## Obiettivo 1
Secondo l'estratto del documento, in quale città si ottiene nel 1851 il comando di una nave?
## Obiettivo 2
Per favore, trascrivi dall'estratto del documento il passo che va da "Intanto, in Italia, i" fino a "conte di Cavour.", comprese queste parole.

## Estratto del documento
Ma non è fatto per una vita tranquilla, così riprende i suoi viaggi: nel 1851 è a Lima, dove ottiene il sospirato comando di una nave. Comincia un lungo giro per il mondo: le Hawaii, Canton, la Cina, le Filippine, l'Argentina, il Brasile, l'Uruguay, i Caraibi. Ma la sua mente è rivolta all'Italia. «Non so nulla d'Italia, e credo nulla vi sia di ben importante tranne il di lei servaggio e la pacatezza dei suoi figli. Molti vedono ogni giorno dei moti, io non vedo nulla, e continuo da marinaro». L'occasione del rientro arriva nel 1854 e il 16 gennaio s'imbarca sul Commonwealth. Una breve sosta a Londra, dove incontra Mazzini, e il 6 maggio tocca finalmente il porto di Genova, dove riceve calorose accoglienze. Infine, una visita alla sua terra natìa. Riprende l'attività di comandante ed effettua diversi viaggi tra Genova, Nizza, la Francia e la Gran Bretagna.
Intanto, si innamora di una piccola isoletta adiacente alla Sardegna: Caprera. Lì costruisce una piccola casa in muratura, che circonda di alberi. Vive immerso nella natura, con la famiglia e pochi altri affetti.
Intanto, in Italia, i protagonisti delle vicende del '48 cominciano a riflettere sulla sconfitta: in particolare, il movimento democratico si interroga sulla sua incapacità di coinvolgere le masse. Si fa sempre più forte l'idea che per ottenere l'unità della penisola bisogni affidarsi alla monarchia sabauda, l'unica in grado di sostenere un considerevole sforzo militare. Questo avvicinamento al Regno di Sardegna è reso possibile anche dal carisma del suo Presidente del Consiglio, il conte di Cavour.

## Estratto dati

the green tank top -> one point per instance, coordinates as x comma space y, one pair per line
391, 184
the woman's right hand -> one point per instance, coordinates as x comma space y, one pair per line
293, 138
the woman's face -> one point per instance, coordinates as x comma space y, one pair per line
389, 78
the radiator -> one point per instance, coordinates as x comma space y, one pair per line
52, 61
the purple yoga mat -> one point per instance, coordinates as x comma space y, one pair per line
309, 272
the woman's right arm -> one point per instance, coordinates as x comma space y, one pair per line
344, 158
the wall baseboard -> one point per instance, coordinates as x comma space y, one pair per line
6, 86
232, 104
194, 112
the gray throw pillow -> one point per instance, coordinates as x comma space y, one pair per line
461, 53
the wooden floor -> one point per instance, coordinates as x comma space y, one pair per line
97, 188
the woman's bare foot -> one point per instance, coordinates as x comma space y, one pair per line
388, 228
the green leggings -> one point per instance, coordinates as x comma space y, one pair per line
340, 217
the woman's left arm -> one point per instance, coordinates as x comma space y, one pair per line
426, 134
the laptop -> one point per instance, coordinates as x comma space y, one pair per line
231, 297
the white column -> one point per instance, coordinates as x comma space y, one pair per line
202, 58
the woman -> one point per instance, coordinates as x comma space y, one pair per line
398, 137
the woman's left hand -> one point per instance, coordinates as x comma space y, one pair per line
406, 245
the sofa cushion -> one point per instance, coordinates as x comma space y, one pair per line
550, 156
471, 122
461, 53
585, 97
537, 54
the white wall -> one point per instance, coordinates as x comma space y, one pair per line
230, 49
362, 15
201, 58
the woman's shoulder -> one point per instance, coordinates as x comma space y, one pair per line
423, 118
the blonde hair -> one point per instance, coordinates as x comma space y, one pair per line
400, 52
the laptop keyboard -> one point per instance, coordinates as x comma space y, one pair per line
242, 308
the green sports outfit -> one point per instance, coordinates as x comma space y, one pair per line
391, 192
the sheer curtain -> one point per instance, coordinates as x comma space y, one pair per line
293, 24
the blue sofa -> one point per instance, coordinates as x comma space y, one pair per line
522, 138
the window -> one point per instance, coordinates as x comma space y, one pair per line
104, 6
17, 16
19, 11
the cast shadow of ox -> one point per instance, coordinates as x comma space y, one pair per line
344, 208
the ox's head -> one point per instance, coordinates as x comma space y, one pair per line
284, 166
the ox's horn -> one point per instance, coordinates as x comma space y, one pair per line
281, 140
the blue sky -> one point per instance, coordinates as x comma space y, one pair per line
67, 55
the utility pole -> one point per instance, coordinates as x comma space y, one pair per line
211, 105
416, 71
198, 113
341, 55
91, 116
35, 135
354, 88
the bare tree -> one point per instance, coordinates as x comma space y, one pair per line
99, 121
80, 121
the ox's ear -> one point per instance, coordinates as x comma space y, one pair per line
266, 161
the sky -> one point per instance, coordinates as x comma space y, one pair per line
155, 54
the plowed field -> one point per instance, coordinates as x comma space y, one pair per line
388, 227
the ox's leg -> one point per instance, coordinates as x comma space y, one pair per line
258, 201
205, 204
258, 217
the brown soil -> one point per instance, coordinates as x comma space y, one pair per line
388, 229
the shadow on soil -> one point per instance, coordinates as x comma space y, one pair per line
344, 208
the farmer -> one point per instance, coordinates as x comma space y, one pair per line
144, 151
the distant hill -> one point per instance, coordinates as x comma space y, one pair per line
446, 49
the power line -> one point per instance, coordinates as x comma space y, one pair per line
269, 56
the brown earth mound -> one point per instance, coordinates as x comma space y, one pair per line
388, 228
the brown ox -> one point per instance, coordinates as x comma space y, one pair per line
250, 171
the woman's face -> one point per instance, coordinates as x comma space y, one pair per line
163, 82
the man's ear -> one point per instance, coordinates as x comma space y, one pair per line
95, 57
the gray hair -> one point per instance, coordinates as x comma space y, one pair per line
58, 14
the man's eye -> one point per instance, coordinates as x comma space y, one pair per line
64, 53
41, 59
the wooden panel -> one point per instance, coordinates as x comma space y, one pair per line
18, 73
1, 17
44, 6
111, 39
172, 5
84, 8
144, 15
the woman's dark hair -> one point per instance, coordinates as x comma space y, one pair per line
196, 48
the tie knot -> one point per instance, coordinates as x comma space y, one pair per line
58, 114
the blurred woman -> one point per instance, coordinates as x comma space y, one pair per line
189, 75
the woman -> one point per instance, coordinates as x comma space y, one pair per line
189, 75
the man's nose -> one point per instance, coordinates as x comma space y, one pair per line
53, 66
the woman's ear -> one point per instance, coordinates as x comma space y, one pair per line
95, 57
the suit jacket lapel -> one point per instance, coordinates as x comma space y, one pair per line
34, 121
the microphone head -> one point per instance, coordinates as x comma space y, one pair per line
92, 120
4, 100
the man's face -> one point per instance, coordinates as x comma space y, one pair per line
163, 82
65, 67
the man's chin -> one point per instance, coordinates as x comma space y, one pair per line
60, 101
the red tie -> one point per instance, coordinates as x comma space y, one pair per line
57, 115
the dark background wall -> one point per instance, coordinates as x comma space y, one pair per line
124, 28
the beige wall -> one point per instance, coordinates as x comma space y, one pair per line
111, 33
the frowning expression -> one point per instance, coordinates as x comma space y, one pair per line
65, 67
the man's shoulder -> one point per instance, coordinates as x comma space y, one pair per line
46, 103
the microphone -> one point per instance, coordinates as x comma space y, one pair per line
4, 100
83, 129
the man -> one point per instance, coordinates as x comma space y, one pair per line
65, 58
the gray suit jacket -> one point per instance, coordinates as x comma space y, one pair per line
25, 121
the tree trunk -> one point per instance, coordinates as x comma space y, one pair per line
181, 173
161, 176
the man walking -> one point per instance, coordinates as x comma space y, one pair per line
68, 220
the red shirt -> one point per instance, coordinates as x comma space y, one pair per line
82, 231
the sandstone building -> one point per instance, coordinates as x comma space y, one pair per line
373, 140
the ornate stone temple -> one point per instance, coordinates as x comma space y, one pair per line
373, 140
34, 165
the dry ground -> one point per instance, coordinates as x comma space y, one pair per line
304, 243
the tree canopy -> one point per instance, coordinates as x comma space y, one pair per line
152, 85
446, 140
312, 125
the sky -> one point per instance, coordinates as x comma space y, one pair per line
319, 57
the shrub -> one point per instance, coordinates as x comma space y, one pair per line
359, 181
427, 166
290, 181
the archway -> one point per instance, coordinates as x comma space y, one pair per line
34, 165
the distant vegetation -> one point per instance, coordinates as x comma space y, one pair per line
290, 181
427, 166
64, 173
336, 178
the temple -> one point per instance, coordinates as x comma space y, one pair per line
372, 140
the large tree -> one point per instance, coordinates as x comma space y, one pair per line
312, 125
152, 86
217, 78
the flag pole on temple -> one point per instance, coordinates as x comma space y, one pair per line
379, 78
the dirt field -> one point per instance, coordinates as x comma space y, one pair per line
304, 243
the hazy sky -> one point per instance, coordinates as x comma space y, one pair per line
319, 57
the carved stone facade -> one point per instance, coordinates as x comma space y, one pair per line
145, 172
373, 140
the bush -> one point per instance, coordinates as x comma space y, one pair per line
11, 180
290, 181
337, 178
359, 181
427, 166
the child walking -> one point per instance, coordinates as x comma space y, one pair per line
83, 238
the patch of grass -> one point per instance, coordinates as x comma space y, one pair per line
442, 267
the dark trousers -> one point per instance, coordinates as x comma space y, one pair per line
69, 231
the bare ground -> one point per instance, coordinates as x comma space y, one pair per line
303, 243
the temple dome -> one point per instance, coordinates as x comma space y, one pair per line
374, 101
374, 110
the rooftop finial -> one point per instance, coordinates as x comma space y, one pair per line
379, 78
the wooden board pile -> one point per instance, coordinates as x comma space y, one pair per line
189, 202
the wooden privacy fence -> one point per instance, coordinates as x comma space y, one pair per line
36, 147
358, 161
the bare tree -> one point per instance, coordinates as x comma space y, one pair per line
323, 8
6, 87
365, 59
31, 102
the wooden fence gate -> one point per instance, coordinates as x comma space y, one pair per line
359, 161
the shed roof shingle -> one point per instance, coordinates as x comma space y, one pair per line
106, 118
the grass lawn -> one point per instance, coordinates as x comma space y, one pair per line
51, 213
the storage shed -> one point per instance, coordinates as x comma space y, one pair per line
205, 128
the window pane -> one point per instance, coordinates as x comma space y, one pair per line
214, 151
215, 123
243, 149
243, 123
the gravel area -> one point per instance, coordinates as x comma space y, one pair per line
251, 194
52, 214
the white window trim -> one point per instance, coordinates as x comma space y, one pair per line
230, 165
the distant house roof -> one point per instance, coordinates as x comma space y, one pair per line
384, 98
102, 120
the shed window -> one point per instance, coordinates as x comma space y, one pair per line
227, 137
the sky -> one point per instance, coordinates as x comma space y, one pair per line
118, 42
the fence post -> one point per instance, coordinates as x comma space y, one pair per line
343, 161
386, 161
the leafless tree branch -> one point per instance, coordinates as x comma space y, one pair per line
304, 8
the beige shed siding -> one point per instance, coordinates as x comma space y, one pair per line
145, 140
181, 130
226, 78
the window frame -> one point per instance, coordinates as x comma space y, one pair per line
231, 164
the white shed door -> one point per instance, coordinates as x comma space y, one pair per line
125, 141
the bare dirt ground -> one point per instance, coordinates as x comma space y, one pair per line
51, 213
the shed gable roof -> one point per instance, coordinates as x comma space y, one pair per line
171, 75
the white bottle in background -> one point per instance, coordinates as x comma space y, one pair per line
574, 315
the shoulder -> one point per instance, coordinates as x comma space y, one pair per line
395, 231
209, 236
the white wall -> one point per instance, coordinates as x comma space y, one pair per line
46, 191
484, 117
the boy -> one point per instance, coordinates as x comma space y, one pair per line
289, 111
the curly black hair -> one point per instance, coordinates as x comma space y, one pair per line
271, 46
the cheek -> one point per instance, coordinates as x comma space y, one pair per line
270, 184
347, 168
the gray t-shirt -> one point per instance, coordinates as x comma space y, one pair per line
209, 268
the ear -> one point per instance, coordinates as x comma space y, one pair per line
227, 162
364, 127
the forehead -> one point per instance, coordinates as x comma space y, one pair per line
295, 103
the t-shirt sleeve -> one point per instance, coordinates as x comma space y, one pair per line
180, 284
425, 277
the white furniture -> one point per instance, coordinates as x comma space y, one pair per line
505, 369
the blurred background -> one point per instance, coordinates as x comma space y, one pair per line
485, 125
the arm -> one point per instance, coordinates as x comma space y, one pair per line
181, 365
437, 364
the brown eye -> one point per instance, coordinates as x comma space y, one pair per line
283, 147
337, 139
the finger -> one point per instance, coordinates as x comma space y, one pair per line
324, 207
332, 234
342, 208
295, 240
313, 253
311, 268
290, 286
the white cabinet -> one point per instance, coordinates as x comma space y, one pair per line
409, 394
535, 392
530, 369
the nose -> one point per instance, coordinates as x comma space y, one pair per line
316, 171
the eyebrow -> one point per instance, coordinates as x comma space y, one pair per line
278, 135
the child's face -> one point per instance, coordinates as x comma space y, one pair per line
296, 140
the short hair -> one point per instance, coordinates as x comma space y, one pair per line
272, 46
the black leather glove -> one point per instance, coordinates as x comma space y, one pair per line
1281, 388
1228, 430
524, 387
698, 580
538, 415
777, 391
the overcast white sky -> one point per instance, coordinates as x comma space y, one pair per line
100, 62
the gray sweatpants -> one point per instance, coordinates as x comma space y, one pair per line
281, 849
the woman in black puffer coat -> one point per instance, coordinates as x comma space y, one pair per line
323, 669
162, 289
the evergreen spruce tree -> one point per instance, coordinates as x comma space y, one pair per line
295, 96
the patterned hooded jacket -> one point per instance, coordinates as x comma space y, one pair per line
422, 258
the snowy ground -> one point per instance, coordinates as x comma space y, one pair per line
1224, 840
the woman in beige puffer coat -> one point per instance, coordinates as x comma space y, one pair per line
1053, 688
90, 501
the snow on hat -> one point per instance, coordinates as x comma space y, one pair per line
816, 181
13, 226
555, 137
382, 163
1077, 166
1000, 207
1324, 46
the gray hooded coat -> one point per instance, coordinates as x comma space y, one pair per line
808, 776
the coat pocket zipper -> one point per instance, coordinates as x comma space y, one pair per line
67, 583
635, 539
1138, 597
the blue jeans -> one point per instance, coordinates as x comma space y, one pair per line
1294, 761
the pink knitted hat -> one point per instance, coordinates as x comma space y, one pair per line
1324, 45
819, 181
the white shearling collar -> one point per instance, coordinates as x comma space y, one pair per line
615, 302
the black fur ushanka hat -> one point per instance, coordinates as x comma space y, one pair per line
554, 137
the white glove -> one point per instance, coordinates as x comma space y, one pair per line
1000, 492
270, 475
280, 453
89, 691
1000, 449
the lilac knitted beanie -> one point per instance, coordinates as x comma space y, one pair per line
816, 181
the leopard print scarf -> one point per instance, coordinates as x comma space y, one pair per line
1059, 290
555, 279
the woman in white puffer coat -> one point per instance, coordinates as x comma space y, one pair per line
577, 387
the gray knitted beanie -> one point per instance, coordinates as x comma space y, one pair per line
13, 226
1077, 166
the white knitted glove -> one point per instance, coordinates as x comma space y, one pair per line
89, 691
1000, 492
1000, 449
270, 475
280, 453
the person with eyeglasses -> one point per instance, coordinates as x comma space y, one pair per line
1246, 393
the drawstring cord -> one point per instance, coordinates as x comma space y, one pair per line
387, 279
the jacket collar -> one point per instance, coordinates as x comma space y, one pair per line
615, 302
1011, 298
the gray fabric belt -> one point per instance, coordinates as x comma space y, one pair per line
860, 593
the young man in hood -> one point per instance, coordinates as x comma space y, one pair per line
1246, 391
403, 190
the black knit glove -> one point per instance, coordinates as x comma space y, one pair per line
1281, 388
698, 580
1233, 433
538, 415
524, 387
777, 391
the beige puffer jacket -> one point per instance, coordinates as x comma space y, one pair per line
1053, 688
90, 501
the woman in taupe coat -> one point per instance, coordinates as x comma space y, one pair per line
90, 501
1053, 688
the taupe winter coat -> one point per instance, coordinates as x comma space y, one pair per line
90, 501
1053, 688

## Soluzione scritta 1
A Lima.

## Soluzione scritta 2
Intanto, in Italia, i protagonisti delle vicende del '48 cominciano a riflettere sulla sconfitta: in particolare, il movimento democratico si interroga sulla sua incapacità di coinvolgere le masse. Si fa sempre più forte l'idea che per ottenere l'unità della penisola bisogni affidarsi alla monarchia sabauda, l'unica in grado di sostenere un considerevole sforzo militare. Questo avvicinamento al Regno di Sardegna è reso possibile anche dal carisma del suo Presidente del Consiglio, il conte di Cavour.